PROBLEM TO WORK ON: Rewrite the lines from the first one through the line containing "156), (125, 154)]", inclusive, changing "boat" to "canoe" and keeping everything else the same. Leave the pictures out of your answer.

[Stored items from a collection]
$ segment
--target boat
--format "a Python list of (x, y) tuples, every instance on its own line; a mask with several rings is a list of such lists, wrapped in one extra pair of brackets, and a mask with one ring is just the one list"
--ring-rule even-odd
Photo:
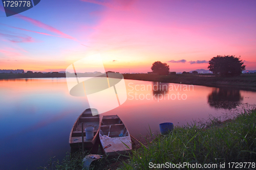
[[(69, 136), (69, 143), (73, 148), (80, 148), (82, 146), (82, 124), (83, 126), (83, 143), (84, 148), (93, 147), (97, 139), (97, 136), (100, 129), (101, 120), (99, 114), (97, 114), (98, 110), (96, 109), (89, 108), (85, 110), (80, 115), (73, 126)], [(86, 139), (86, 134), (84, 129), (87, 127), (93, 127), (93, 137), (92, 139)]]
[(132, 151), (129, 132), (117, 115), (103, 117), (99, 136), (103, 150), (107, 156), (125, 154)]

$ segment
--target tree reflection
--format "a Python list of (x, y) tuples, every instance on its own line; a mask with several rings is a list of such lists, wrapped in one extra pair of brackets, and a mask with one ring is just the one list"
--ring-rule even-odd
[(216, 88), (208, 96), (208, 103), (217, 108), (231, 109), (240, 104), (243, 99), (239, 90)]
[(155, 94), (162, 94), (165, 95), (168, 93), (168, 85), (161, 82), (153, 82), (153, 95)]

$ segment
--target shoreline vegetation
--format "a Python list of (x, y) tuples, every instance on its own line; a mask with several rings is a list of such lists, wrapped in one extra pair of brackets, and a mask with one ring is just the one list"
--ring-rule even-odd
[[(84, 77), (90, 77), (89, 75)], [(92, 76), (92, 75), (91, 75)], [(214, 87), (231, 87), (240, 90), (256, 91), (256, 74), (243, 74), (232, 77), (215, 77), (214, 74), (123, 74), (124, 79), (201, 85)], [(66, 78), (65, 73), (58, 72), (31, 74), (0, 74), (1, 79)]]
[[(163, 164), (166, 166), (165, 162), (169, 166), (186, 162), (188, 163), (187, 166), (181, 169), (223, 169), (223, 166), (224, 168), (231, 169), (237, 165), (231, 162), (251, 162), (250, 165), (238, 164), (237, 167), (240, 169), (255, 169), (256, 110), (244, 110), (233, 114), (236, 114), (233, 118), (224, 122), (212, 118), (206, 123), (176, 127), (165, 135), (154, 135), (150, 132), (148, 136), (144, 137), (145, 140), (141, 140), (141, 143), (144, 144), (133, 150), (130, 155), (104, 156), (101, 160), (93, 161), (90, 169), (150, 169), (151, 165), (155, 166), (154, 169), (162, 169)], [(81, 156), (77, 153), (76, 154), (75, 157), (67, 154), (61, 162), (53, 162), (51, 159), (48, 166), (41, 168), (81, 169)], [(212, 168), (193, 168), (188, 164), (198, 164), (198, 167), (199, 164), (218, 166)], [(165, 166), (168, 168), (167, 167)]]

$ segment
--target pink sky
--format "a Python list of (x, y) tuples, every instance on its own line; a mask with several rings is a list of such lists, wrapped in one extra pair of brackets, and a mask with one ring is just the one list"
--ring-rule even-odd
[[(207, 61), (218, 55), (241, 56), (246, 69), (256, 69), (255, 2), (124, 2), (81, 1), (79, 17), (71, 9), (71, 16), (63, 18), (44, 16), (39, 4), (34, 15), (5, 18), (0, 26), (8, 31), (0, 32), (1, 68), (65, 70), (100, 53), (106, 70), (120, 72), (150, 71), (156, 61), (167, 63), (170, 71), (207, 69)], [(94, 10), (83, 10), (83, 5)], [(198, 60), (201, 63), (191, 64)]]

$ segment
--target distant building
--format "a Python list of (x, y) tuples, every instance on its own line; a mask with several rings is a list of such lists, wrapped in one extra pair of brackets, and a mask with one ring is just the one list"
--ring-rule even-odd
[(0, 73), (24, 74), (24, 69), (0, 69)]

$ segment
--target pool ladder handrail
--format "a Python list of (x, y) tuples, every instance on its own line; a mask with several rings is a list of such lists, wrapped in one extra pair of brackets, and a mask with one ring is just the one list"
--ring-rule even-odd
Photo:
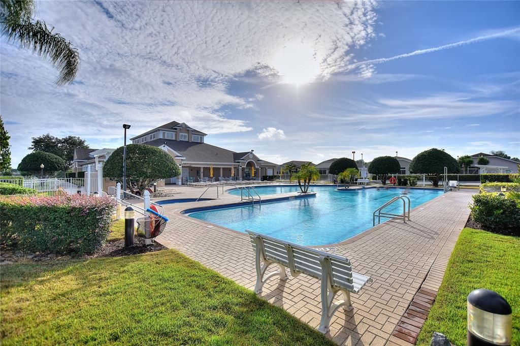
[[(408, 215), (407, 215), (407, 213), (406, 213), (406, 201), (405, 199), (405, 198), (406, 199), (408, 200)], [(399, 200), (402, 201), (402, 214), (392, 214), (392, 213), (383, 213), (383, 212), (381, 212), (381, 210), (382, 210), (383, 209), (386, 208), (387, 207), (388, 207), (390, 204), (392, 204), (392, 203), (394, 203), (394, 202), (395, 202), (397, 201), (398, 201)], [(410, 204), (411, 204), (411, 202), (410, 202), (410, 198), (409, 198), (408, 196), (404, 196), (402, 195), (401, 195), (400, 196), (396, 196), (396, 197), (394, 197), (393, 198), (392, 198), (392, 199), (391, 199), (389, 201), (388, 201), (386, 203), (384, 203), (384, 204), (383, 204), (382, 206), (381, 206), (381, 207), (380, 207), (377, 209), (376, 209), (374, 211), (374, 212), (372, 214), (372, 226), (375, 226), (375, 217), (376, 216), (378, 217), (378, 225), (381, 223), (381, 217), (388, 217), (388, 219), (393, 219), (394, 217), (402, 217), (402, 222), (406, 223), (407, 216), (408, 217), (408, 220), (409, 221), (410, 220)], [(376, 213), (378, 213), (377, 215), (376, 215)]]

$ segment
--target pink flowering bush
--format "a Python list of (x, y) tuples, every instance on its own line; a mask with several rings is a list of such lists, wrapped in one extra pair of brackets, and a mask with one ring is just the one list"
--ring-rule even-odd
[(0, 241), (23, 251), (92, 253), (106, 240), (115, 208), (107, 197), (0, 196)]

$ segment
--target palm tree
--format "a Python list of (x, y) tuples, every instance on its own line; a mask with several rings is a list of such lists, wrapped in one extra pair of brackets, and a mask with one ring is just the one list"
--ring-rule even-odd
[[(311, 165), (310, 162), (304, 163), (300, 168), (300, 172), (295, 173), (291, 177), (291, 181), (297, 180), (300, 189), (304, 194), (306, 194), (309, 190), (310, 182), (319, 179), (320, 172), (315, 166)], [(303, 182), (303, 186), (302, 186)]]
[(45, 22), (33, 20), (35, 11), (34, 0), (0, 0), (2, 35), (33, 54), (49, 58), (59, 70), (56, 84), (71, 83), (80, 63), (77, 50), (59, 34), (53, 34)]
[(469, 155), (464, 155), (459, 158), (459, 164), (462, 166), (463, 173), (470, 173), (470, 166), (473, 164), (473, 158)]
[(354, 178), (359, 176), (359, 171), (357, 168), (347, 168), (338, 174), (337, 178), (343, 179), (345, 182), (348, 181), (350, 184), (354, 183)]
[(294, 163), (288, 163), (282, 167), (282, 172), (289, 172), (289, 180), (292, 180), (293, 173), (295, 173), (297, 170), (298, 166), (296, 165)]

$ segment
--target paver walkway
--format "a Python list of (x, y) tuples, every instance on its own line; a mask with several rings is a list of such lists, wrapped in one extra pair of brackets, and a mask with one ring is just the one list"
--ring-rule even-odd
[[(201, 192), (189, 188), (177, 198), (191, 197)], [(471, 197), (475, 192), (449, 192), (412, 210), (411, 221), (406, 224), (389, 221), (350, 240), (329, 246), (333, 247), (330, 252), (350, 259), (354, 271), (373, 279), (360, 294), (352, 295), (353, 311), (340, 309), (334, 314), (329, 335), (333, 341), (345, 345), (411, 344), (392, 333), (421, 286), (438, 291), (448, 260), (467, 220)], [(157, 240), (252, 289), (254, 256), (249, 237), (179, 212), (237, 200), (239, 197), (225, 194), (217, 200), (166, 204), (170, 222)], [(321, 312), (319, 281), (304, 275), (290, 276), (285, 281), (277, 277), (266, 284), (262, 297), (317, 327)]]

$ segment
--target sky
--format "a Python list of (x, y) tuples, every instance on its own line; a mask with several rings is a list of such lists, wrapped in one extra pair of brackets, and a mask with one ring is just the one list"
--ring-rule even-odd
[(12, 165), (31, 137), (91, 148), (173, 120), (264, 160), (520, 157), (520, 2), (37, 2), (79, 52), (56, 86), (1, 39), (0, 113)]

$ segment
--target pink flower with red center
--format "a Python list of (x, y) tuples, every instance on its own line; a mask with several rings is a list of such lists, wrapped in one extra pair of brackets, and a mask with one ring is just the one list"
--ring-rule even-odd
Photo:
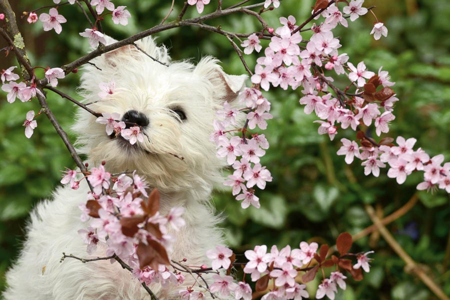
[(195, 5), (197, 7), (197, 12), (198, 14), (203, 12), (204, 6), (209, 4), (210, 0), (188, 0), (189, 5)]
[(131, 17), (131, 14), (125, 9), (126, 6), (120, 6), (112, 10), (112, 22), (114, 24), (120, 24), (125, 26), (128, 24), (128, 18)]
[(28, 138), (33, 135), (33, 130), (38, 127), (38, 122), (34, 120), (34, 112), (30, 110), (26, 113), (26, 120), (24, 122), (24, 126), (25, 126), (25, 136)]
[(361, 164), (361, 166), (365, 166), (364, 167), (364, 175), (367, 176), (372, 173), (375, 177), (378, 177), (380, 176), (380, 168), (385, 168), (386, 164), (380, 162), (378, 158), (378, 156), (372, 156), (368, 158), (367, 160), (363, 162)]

COMPLETED EXERCISE:
$ segment
--target canoe
--format "a Python list of (x, y) tuples, every instance on its own line; a mask with several rings is a list of such lists, wrapped in one extra pair of brackets, and a mask with one ring is just the one list"
--ring-rule even-odd
Photo:
[[(69, 136), (69, 143), (73, 148), (80, 148), (82, 146), (82, 124), (83, 126), (83, 143), (84, 148), (93, 147), (97, 139), (97, 136), (100, 129), (101, 120), (99, 114), (97, 114), (98, 110), (96, 109), (89, 108), (85, 110), (80, 115), (73, 126)], [(86, 139), (86, 134), (84, 129), (87, 127), (93, 127), (93, 137), (92, 139)]]
[(132, 151), (129, 132), (117, 115), (103, 117), (99, 136), (103, 150), (107, 156), (125, 154)]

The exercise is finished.